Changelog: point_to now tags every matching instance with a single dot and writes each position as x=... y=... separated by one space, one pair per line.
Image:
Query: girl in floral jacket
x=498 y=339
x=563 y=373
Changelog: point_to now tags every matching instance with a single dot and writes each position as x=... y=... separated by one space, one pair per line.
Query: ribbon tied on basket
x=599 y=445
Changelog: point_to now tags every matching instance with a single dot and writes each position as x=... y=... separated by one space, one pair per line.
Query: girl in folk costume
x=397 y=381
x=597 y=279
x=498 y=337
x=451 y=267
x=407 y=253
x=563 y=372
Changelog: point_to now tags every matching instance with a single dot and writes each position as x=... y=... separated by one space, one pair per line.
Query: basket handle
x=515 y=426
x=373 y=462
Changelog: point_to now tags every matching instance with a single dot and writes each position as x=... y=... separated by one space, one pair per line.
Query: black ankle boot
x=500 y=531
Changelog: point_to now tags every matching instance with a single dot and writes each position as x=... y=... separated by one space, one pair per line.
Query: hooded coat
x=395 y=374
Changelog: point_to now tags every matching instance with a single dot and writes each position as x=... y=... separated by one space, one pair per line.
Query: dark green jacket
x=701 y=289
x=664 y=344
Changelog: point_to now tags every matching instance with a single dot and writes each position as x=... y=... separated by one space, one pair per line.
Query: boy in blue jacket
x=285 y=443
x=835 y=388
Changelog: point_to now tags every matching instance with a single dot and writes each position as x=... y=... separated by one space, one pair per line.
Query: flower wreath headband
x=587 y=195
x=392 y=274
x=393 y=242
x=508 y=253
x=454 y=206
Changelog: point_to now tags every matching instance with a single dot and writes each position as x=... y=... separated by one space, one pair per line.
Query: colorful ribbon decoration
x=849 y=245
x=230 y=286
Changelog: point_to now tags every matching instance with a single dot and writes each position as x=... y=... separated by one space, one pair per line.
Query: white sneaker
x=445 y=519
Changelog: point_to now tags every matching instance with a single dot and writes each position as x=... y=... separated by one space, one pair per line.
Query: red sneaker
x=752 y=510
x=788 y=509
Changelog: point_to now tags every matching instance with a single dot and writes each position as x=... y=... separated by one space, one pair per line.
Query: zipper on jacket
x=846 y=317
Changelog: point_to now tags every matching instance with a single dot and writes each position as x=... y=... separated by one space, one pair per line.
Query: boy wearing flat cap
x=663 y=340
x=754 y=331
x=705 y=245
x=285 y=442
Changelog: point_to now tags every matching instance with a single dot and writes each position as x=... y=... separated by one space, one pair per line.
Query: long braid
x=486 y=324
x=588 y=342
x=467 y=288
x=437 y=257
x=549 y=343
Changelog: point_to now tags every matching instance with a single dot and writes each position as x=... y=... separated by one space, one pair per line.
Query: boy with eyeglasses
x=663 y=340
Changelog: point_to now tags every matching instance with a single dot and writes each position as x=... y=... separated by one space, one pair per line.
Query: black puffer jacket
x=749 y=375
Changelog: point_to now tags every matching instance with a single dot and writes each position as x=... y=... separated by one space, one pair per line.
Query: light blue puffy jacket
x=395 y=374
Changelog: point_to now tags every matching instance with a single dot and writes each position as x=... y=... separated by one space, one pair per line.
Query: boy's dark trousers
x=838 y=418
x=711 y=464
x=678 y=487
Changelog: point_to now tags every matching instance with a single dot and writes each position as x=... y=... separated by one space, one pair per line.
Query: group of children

——

**Instructions to follow**
Word for word, repeat the lines that begin at the one with "Query: boy with eyeglasses" and continue to the end of the listing above.

**Answer to this problem**
Query: boy with eyeglasses
x=663 y=340
Changelog: point_to now tags every matching instance with a single dot and writes each position as x=... y=... separated by one space, one pair per line.
Query: black puffer jacket
x=749 y=375
Changelog: point_to now tags every matching instance with a single dot and writes each position as x=... y=... separated by one space, one pair per line.
Query: light blue puffy jacket
x=395 y=374
Changelog: point_to now tags every matching instance with a single dot and writes each position as x=... y=... separated by one space, one pair per line.
Query: boy's dark trousers
x=838 y=418
x=711 y=464
x=678 y=487
Changelog: point_to now tags every matching instance with a single dot and writes each position as x=... y=... separated by one space, one pair per line.
Query: group of children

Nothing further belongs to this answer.